- DOCUMENT PASSAGE -
■ ■ ■ ■
A common approach in monolithic blockchains like Ethereum guarantees data availability by depending on full nodes. Although this approach is more secure and removes any possibility of a double-spend transaction, this limits its ability to scale. This has resulted in Ethereum depending on rollups, both zero-knowledge (ZK-rollups) and optimistic-based, as a long-term solution.

However, Celestia supports multiple types of nodes, each node serves a specific purpose on the network making it more scalable. Celestia introduces Bridge nodes that connect the data availability layer and the consensus layer.

Two critical features of Celestia’s DA layer are Data Availability Sampling (DAS) and Namespaced Merkle trees (NMTs). Both features are novel blockchain scaling solutions: DAS enables light nodes to verify data availability without needing to download an entire block; NMTs enable execution and settlement layers on Celestia to download transactions that are only relevant to them.

Data Availability Sampling (DAS)

In general, light nodes download only block headers that contain commitments (i.e., Merkle roots) of the block data (i.e., the list of transactions).

To make DAS possible, Celestia uses a 2-dimensional Reed-Solomon encoding scheme to encode the block data: every block data is split into k × k chunks, arranged in a k × k matrix, and extended with parity data into a 2k × 2k extended matrix by applying multiple times Reed-Solomon encoding.

Then, 4k separate Merkle roots are computed for the rows and columns of the extended matrix; the Merkle root of these Merkle roots is used as the block data commitment in the block header.

Reed-Solomon encoding. source: docs.celestia.org

To verify that the data is available, Celestia light nodes are sampling the 2k × 2k data chunks.

Every light node randomly chooses a set of unique coordinates in the extended matrix and queries full nodes for the data chunks and the corresponding Merkle proofs at those coordinates. If light nodes receive a valid response for each sampling query, then there is a high probability guarantee that the whole block’s data is available.

Additionally, every received data chunk with a correct Merkle proof is gossiped to the network. As a result, as long as the Celestia light nodes are sampling together enough data chunks (i.e., at least k × k unique chunks), the full block can be recovered by honest full nodes.

Scalability

DAS enables Celestia to scale the DA layer. DAS can be performed by resource-limited light nodes since each light node only samples a small portion of the block data. The more light nodes there are in the network, the more data they can collectively download and store.
■ ■ ■ ■
- EXCERPTED RECORDS -
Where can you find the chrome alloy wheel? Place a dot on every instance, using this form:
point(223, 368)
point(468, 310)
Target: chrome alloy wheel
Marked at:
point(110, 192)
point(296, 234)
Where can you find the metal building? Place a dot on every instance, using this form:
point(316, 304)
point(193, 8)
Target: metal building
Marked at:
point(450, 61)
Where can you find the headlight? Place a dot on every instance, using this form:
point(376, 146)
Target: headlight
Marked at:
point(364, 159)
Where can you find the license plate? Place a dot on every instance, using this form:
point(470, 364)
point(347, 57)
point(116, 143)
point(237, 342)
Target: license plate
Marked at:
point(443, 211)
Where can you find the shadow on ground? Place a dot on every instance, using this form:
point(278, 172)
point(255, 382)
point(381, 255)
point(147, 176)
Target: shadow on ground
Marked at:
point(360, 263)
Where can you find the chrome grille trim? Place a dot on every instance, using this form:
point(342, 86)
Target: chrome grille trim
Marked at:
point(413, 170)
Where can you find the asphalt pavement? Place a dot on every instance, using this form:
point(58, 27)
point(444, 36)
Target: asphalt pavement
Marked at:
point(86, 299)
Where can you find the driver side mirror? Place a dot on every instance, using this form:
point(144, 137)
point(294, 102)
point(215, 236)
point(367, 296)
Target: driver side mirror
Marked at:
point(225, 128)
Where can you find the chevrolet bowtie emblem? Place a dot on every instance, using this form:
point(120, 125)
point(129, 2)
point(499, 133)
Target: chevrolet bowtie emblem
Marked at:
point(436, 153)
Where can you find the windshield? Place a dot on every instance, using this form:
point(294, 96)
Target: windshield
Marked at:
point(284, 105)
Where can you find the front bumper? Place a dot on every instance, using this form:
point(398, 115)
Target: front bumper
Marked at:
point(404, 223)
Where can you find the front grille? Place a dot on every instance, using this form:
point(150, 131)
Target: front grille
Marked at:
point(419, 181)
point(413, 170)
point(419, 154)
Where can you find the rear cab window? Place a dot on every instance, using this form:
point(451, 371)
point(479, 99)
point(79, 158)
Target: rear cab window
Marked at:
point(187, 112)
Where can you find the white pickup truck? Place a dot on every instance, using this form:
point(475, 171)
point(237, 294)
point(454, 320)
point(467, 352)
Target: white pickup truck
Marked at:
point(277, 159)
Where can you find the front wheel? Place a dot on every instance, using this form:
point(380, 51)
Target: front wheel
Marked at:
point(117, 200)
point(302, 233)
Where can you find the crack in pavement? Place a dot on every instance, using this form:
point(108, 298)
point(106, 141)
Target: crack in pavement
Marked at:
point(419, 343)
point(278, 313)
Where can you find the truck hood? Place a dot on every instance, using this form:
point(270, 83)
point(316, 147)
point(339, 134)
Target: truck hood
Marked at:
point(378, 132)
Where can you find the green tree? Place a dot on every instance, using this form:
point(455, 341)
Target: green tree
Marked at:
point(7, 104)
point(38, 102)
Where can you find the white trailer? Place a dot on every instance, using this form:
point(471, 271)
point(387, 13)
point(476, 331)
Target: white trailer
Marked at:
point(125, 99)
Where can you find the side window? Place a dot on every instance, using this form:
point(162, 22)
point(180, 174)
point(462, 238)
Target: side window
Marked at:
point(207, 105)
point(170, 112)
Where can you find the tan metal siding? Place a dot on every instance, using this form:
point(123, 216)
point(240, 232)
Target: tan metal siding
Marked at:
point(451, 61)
■ ■ ■ ■
- REQUIREMENT A -
Check each statement against the Celestia passage and say whether it agrees with the text. Answer yes or no for each and quote the deciding words exactly. (i) Celestia light nodes must download an entire block to verify data availability. (ii) Celestia computes 4k separate Merkle roots for the rows and columns of the extended matrix. (iii) Bridge nodes connect the data availability layer and the consensus layer.
- REQUIREMENT B -
Continue the Celestia passage from its last sentence.

- RIGHT ANSWER A -
(i) No: "DAS enables light nodes to verify data availability without needing to download an entire block"
(ii) Yes: "4k separate Merkle roots are computed for the rows and columns of the extended matrix"
(iii) Yes: "Celestia introduces Bridge nodes that connect the data availability layer and the consensus layer."

- RIGHT ANSWER B -
This means that increasing the number of light nodes performing DAS allows for larger blocks (i.e., with more transactions), while still keeping DAS feasible for resource-limited light nodes. However, in order to validate block headers, Celestia light nodes need to download the 4k intermediate Merkle roots.

Fraud Proofs of Incorrectly Extended Data

The requirement of downloading the 4k intermediate Merkle roots is a consequence of using a 2-dimensional Reed-Solomon encoding scheme. Alternatively, DAS could be designed with a standard (i.e., 1-dimensional) Reed-Solomon encoding, where the original data is split into k chunks and extended with k additional chunks of parity data. Since the block data commitment is the Merkle root of the 2k resulting data chunks, light nodes no longer need to download O(n) bytes to validate block headers.

The downside of the standard Reed-Solomon encoding is dealing with malicious block producers that generate the extended data incorrectly.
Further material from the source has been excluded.